## STATED PROBLEM
Find "Note to the class: indicate the shopping" in the material below, then copy that line and every subsequent line to the end, exactly.

[Position annotation records]
/---

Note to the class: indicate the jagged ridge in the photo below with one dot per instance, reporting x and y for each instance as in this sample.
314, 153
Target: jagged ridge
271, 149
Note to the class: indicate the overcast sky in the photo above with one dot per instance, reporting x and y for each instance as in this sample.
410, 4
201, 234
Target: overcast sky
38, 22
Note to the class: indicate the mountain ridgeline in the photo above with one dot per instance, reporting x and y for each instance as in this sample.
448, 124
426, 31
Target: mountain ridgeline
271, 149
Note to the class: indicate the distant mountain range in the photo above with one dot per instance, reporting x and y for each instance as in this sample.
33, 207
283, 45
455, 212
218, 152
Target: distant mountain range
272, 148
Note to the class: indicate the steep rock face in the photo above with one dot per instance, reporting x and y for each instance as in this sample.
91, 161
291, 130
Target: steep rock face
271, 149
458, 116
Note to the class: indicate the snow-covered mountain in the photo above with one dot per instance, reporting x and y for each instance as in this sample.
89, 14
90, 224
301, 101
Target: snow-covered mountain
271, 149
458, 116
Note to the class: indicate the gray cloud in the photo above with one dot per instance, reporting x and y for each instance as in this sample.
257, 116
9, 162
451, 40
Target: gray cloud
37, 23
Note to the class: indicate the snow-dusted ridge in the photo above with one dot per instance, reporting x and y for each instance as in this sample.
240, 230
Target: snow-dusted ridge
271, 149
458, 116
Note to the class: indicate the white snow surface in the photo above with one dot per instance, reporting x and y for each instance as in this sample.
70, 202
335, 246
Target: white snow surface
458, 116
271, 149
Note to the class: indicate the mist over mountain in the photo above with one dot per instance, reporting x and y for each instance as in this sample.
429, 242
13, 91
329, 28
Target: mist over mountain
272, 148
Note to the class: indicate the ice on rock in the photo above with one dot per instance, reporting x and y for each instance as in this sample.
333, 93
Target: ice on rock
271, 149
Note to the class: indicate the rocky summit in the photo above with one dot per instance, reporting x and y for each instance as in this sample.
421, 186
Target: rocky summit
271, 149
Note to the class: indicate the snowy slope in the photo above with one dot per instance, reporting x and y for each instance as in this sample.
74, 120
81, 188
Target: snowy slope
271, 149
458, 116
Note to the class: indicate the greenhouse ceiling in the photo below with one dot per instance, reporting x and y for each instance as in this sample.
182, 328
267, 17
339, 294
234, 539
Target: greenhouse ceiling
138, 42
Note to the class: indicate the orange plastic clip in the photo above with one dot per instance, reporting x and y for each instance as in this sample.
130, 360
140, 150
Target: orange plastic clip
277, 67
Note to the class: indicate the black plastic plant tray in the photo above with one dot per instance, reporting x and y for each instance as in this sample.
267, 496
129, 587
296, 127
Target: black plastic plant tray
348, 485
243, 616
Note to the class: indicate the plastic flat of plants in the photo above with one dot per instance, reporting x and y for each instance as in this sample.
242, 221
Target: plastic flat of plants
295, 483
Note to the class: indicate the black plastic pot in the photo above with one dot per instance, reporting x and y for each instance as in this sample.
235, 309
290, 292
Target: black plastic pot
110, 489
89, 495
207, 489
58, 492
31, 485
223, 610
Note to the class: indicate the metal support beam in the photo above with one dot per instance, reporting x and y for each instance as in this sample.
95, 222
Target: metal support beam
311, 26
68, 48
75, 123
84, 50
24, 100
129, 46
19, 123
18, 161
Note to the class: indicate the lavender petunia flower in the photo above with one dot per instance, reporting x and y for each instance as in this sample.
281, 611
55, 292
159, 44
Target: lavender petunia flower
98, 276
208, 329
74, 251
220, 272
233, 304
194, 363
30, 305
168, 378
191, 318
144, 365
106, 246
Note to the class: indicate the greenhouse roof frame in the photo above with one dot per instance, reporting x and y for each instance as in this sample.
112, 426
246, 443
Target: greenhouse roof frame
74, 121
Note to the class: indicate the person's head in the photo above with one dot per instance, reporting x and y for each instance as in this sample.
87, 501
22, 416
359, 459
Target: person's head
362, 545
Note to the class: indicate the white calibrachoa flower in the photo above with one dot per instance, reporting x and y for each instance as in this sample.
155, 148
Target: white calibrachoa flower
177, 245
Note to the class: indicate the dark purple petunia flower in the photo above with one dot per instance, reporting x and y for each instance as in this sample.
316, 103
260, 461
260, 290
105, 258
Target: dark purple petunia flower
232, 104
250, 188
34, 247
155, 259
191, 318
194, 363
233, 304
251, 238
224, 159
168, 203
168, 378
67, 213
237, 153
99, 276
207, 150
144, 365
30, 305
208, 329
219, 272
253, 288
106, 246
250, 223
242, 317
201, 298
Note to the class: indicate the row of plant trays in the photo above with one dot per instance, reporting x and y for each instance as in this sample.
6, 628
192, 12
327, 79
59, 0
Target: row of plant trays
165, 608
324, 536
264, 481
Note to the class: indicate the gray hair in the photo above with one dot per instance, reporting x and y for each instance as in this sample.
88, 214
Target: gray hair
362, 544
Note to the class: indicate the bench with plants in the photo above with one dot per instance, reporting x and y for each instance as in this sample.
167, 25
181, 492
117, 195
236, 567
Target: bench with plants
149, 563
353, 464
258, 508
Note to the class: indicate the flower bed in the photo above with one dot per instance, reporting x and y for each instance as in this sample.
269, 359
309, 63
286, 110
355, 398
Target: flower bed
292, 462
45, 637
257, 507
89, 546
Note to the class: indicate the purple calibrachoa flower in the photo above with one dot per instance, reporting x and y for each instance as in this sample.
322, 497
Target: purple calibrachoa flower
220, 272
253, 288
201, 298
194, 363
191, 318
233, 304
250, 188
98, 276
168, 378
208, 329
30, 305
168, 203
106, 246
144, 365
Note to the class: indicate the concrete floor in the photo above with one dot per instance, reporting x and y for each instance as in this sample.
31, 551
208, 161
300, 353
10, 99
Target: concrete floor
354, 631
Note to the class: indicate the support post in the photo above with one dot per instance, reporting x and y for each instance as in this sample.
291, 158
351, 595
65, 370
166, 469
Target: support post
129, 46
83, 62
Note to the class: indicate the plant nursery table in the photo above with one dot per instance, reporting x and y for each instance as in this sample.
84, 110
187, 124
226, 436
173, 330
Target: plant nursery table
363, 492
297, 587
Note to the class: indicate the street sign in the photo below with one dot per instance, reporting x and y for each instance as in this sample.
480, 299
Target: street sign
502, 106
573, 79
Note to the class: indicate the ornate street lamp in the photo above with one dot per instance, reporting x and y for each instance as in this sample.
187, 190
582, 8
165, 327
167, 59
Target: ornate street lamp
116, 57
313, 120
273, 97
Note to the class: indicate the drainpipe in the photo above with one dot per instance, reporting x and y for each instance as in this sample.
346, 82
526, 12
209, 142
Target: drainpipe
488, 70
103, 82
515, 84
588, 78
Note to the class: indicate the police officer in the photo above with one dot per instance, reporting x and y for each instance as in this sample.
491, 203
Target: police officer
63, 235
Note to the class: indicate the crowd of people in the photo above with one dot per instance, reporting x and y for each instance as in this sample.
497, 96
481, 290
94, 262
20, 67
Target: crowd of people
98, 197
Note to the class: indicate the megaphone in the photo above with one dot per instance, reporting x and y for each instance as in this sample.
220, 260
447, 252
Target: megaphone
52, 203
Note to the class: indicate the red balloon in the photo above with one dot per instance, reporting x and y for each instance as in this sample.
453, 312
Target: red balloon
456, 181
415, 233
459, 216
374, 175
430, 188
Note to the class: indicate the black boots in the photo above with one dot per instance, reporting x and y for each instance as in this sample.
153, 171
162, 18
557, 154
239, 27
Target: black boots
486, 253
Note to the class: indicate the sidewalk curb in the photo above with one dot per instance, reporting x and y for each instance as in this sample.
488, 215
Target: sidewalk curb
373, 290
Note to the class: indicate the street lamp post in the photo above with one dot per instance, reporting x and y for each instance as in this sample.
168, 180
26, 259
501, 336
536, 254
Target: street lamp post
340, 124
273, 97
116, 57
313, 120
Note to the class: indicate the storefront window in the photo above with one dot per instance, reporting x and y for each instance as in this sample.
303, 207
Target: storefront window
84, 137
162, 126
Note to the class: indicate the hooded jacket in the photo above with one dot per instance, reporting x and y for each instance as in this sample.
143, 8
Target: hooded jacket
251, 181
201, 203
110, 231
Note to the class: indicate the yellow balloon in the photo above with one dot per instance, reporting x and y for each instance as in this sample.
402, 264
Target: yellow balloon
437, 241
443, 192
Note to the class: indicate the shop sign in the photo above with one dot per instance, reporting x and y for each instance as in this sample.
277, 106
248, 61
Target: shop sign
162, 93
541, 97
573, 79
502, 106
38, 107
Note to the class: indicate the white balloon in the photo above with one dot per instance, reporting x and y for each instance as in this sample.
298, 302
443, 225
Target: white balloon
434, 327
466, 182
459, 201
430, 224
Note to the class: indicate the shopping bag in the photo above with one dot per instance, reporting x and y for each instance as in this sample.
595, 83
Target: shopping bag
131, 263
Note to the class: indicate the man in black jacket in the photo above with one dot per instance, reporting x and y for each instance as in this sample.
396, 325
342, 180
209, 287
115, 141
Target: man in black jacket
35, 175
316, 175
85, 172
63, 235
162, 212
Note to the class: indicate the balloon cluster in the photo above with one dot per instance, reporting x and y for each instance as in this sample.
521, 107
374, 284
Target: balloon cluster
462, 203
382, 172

\---

## FINISHED EXERCISE
Note to the class: indicate the shopping bag in the photo above with one dot per instance, reporting x and y for each instance as in this sample.
595, 83
Target: shopping bag
131, 263
Note to the class: indicate the man in black jacket in the photo above with one dot per instance, reporting x and y for each instance as in this sample.
396, 325
342, 180
209, 287
115, 141
Target: man in black jacket
35, 175
316, 175
85, 172
63, 235
162, 212
Note to the class: indicate the balloon cluster in the photo above with one dot per instance, reporting x and y for each instance as in this sample.
521, 107
374, 284
Target: balloon cluster
462, 203
382, 172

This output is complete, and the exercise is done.